■ **Your instructions**: Rewrite the records from the line containing "target: metal railing on roof" through the end of the records, both included, as a JSON list of strings with one string per line and blank lines left out.

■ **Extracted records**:

----------------------------------------

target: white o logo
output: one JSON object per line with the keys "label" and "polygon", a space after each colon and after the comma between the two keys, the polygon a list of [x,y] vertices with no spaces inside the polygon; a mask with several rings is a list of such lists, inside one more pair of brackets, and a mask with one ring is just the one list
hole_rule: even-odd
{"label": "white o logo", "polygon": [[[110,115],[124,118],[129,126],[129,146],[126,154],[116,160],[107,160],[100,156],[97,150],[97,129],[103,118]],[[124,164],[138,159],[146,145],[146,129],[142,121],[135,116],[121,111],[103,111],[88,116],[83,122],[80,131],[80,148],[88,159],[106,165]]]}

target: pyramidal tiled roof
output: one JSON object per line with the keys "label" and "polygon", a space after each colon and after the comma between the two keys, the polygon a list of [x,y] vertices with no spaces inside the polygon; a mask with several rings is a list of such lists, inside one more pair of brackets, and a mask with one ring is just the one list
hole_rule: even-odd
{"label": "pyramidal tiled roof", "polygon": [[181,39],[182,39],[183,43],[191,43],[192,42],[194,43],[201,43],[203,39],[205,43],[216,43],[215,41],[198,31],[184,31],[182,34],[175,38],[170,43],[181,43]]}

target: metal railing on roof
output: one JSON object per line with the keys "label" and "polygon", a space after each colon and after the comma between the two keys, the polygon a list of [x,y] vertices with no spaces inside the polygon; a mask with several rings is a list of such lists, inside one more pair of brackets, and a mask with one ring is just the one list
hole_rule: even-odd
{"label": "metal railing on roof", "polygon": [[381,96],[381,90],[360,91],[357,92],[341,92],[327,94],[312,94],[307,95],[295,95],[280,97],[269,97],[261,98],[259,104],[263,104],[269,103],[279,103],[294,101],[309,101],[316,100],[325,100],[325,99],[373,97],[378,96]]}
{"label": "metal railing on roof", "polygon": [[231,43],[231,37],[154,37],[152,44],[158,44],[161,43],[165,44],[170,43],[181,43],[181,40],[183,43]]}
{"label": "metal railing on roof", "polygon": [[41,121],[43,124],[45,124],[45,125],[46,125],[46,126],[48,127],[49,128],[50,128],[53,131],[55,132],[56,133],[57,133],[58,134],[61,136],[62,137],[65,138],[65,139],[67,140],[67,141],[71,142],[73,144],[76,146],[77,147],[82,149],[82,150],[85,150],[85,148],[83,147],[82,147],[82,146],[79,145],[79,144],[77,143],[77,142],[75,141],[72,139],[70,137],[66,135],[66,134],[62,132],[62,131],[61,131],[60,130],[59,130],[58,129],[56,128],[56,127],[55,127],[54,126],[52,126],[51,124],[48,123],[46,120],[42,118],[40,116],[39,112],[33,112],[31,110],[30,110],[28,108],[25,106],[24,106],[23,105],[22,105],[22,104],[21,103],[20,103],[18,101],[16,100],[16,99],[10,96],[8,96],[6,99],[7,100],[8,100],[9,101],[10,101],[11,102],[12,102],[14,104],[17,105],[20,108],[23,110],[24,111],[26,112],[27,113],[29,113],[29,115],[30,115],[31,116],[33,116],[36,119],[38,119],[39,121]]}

----------------------------------------

■ **Result below**:
[
  "target: metal railing on roof",
  "output: one JSON object per line with the keys \"label\" and \"polygon\", a space after each colon and after the comma between the two keys, the polygon a list of [x,y] vertices with no spaces inside the polygon; a mask with several rings is a list of such lists, inside one more pair of brackets, and a mask with one ring is just the one list",
  "hole_rule: even-odd",
  "{\"label\": \"metal railing on roof\", \"polygon\": [[381,96],[381,90],[360,91],[357,92],[341,92],[327,94],[312,94],[307,95],[295,95],[280,97],[269,97],[261,98],[259,104],[263,104],[269,103],[279,103],[294,101],[309,101],[316,100],[325,100],[325,99],[373,97],[378,96]]}",
  "{\"label\": \"metal railing on roof\", \"polygon\": [[231,43],[231,37],[154,37],[152,44],[158,44],[161,43],[165,44],[170,43],[181,43],[181,40],[183,43]]}",
  "{\"label\": \"metal railing on roof\", \"polygon\": [[41,121],[43,124],[45,124],[45,125],[46,125],[46,126],[48,127],[49,128],[50,128],[53,131],[55,132],[56,133],[57,133],[58,134],[61,136],[62,137],[65,138],[65,139],[67,140],[67,141],[71,142],[73,144],[76,146],[77,147],[82,149],[82,150],[85,150],[85,148],[83,147],[82,147],[82,146],[79,145],[79,144],[77,143],[77,142],[75,141],[72,139],[70,137],[66,135],[66,134],[62,132],[62,131],[61,131],[60,130],[59,130],[58,129],[56,128],[56,127],[55,127],[54,126],[52,126],[51,124],[48,123],[46,120],[42,118],[40,116],[39,112],[33,112],[31,110],[30,110],[28,108],[25,106],[24,106],[23,105],[22,105],[22,104],[21,103],[20,103],[18,101],[16,100],[16,99],[10,96],[8,96],[6,99],[7,100],[8,100],[9,101],[10,101],[11,102],[12,102],[14,104],[17,105],[20,108],[23,110],[24,111],[26,112],[27,113],[29,113],[29,115],[30,115],[31,116],[33,116],[36,119],[38,119],[39,121]]}"
]